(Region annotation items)

## START

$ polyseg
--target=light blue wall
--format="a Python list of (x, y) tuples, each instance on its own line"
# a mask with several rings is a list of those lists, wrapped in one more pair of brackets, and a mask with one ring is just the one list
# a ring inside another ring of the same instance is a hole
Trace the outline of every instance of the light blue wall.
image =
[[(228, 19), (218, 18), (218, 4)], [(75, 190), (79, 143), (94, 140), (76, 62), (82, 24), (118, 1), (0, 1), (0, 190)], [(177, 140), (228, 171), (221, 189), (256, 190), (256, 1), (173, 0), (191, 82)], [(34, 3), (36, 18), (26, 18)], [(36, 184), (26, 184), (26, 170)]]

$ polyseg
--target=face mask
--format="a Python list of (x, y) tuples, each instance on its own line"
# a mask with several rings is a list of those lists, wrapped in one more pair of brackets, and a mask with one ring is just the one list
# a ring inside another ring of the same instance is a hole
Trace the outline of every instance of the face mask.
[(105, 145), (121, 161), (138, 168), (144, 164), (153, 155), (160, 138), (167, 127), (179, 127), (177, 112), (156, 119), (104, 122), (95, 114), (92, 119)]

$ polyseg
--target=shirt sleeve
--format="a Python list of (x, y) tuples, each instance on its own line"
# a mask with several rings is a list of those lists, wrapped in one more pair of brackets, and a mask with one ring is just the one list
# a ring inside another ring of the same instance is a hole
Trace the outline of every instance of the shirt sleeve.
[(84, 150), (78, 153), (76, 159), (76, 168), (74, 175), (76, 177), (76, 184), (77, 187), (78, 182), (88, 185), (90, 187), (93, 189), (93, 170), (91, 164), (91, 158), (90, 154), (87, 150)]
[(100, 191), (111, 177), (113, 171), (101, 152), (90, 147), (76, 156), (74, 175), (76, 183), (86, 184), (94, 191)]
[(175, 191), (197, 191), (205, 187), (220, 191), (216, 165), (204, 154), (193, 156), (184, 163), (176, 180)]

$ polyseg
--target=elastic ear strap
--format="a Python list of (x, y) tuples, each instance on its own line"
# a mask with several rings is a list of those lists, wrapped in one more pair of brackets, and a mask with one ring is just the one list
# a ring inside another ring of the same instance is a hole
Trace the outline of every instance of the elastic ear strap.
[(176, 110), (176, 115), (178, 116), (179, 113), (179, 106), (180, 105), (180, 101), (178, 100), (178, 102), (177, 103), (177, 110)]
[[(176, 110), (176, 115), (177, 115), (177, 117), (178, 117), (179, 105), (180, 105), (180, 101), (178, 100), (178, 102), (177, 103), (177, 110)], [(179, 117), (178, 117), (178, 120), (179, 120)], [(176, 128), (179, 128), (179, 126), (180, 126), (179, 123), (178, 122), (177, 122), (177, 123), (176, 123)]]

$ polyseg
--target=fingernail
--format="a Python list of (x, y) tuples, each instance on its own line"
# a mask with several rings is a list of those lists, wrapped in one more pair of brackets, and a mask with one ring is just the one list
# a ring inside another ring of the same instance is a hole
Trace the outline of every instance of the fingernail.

## END

**Written instruction**
Return each line of the records above that contains the word "every", copied unchanged and in their original order.

**Output of the exercise**
Trace the outline of every instance of the light blue wall.
Trace the outline of every instance of the face mask.
Trace the outline of every instance of the shirt sleeve.
Trace the outline of every instance of the elastic ear strap.
Trace the outline of every instance of the fingernail.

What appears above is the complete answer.